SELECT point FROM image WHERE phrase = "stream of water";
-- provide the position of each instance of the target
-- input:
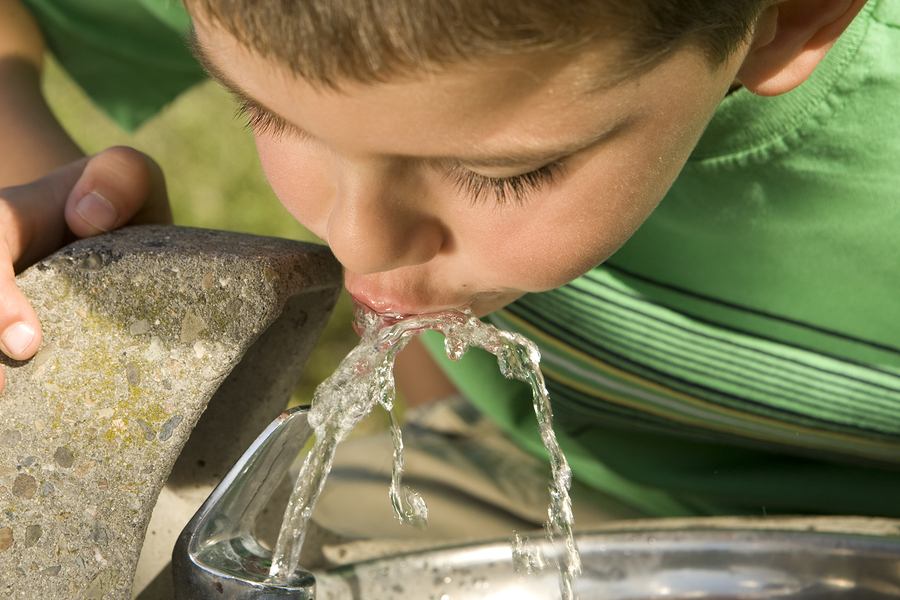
(365, 379)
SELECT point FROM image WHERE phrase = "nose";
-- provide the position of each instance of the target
(381, 220)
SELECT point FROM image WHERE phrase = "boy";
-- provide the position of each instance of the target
(737, 355)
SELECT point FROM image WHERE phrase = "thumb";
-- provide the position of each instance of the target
(119, 186)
□ □ □ □ □ □ □
→ **Exercise objective**
Rescale the point coordinates by reproducing every line of the records, including the SELECT statements and comment lines, with each coordinate in the answers multiplied by 0.95 and rounded to a whole number, halves rounded up. Leave the picture lines out of your answer.

→ **Solution to this exercise**
SELECT point FROM image WHERE phrase = "stream of water";
-- provide the position of each instance of the target
-- input:
(347, 360)
SELECT point FROM image WHERE phrase = "nose";
-- provide the position of each instance of the target
(362, 209)
SELECT point FROM image WHERE phrase = "boy";
-- provide the position of each instance of the target
(700, 337)
SELECT point FROM image WHERE phrase = "thumb";
-- provide the position of each instance of the target
(113, 177)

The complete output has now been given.